***** Passage given *****

1 files changed, 150 insertions, 0 deletions
diff --git a/summary/src/ctor/src/background.tex b/summary/src/ctor/src/background.tex
new file mode 100644
index 0000000..85d972f
--- /dev/null
+++ b/summary/src/ctor/src/background.tex
@@ -0,0 +1,150 @@
+\section{Background} \label{ctor:sec:background}
+The theory and current practise of CT is introduced first, then Tor
+and its privacy-preserving Tor Browser.
+
+\subsection{Certificate Transparency} \label{ctor:sec:background:ct}
+The idea to transparently log TLS certificates emerged at Google in response to
+a lack of proposals that could be deployed without drastic ecosystem changes
+and/or significant downsides~\cite{ct/a}.  By making the set of issued
+certificate chains\footnote{%
+	A domain owner's certificate is signed by an intermediate CA, whose
+	certificate is in turned signed by a root CA that acts as a trust
+	anchor~\cite{ca-ecosystem}.  Such a \emph{certificate chain} is valid if it
+	ends in a trusted anchor that is shipped in the user's system software.

***** Records *****

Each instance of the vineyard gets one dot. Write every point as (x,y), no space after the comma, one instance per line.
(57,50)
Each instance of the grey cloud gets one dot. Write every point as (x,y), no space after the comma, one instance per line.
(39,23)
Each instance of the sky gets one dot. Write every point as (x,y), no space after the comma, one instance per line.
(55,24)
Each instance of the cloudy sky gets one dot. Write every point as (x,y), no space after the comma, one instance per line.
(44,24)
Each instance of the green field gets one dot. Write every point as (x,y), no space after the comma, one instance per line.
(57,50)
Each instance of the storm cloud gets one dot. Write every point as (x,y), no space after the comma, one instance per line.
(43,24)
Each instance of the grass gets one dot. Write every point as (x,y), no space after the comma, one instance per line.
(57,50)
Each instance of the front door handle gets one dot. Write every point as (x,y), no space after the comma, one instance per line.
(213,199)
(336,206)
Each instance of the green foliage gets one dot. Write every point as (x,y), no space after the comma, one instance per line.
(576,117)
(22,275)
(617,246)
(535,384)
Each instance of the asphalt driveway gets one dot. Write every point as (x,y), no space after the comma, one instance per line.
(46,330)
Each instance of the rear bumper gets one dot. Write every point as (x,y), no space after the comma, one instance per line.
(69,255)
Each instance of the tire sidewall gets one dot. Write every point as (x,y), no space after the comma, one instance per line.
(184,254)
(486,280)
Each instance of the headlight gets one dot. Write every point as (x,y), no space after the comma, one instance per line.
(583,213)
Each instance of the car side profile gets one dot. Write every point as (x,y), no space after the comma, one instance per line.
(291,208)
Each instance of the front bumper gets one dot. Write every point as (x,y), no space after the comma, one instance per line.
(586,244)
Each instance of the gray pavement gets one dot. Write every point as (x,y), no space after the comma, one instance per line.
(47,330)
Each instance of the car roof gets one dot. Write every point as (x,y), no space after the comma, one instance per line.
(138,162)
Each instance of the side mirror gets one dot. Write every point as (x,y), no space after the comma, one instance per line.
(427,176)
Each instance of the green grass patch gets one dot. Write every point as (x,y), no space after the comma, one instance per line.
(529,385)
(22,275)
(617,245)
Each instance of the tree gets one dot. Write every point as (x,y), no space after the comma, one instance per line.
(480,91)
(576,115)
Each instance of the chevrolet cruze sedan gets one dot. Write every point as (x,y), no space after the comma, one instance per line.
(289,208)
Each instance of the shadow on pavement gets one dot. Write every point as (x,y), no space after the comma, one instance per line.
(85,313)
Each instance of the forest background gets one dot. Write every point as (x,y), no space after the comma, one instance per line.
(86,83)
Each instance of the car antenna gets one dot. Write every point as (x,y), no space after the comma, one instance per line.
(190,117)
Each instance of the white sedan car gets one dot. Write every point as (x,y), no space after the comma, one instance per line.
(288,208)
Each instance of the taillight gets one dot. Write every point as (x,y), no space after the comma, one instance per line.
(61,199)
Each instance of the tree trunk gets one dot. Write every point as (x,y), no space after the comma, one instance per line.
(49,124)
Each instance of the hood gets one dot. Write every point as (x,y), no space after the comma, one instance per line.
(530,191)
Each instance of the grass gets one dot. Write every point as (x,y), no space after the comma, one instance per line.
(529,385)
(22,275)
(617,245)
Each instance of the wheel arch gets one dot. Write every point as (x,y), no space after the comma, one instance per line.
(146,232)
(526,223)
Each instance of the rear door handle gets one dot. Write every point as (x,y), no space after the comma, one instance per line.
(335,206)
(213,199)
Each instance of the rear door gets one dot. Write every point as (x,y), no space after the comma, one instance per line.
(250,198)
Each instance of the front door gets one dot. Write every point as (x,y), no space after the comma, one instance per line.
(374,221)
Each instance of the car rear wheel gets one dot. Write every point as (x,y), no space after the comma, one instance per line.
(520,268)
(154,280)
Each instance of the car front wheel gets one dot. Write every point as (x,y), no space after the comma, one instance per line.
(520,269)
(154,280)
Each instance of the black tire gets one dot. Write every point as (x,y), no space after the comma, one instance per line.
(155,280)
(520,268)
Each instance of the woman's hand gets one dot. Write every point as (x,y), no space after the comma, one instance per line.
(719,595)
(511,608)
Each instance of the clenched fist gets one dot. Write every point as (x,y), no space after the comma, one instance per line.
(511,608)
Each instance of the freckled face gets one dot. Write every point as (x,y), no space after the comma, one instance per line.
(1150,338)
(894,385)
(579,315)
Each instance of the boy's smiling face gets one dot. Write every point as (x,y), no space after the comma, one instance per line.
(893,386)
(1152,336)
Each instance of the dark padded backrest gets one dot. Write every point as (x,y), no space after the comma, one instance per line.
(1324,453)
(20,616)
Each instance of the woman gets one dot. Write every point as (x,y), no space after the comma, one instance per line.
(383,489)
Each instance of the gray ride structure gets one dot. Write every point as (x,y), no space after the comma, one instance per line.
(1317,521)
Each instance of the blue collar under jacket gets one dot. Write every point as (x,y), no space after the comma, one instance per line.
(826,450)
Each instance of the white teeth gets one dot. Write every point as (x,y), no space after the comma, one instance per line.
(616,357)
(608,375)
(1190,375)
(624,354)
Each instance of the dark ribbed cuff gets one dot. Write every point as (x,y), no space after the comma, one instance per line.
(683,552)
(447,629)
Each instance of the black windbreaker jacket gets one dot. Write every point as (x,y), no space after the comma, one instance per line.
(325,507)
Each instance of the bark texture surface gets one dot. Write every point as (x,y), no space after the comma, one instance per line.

*****

Your tasks
a – List each distinct LaTeX command that appears in the LaTeX diff on Certificate Transparency above, once each, in order of first use.
b – Pick up the LaTeX diff on Certificate Transparency at the point where it stops, and continue writing it.

Answers to the problems
a – \section, \label, \subsection, \cite, \footnote, \emph

b –
+} transparent, anyone that inspect the logs can detect certificate
+mis-issuance \emph{after the fact}.  It would be somewhat circular to solve
+issues in the CA ecosystem by adding trusted CT logs.  Therefore, the
+cryptographic foundation of CT is engineered to avoid any such reliance.
+Google's \emph{gradual} CT roll-out started in 2015, and evolved from 
+downgrading user-interface indicators in Chrome to the current state of hard
+failures unless a certificate is accompanied by a signed \emph{promise} that it
+will appear in two CT logs~\cite{does-ct-break-the-web}.  Unlike Apple's
+Safari~\cite{apple-log-policy}, these two logs must additionally be operated by
+Google and not-Google to ensure independence~\cite{google-log-policy}.
+
+The lack of mainstream verification, i.e., beyond checking signatures, allows an
+attacker to side-step the current CT enforcement with minimal risk of exposure
+\emph{if the required logs are controlled by the attacker}.  
+CTor integrates into the gradual CT roll-out by starting on the
+premise of pairwise-independently trusted CT logs, which
+avoids the risk of bad user experience~\cite{does-ct-break-the-web}
+and significant system complexity.  For example, web pages are unlikely to
+break, TLS handshake latency stays about the same, and no robust management of
+suspected log misbehavior is needed.  Retaining the latter property as part of
+our incremental designs simplifies deployment.
+
+\subsubsection{Cryptographic Foundation}
+The operator of a CT log maintains a tamper-evident append-only Merkle
+tree~\cite{ct,ct/bis}.  At any time, a Signed Tree Head (STH) can be produced
+which fixes the log's structure and content.  Important attributes of an STH
+include
+	the tree head (a cryptographic hash),
+	the tree size (a number of entries), and
+	the current time.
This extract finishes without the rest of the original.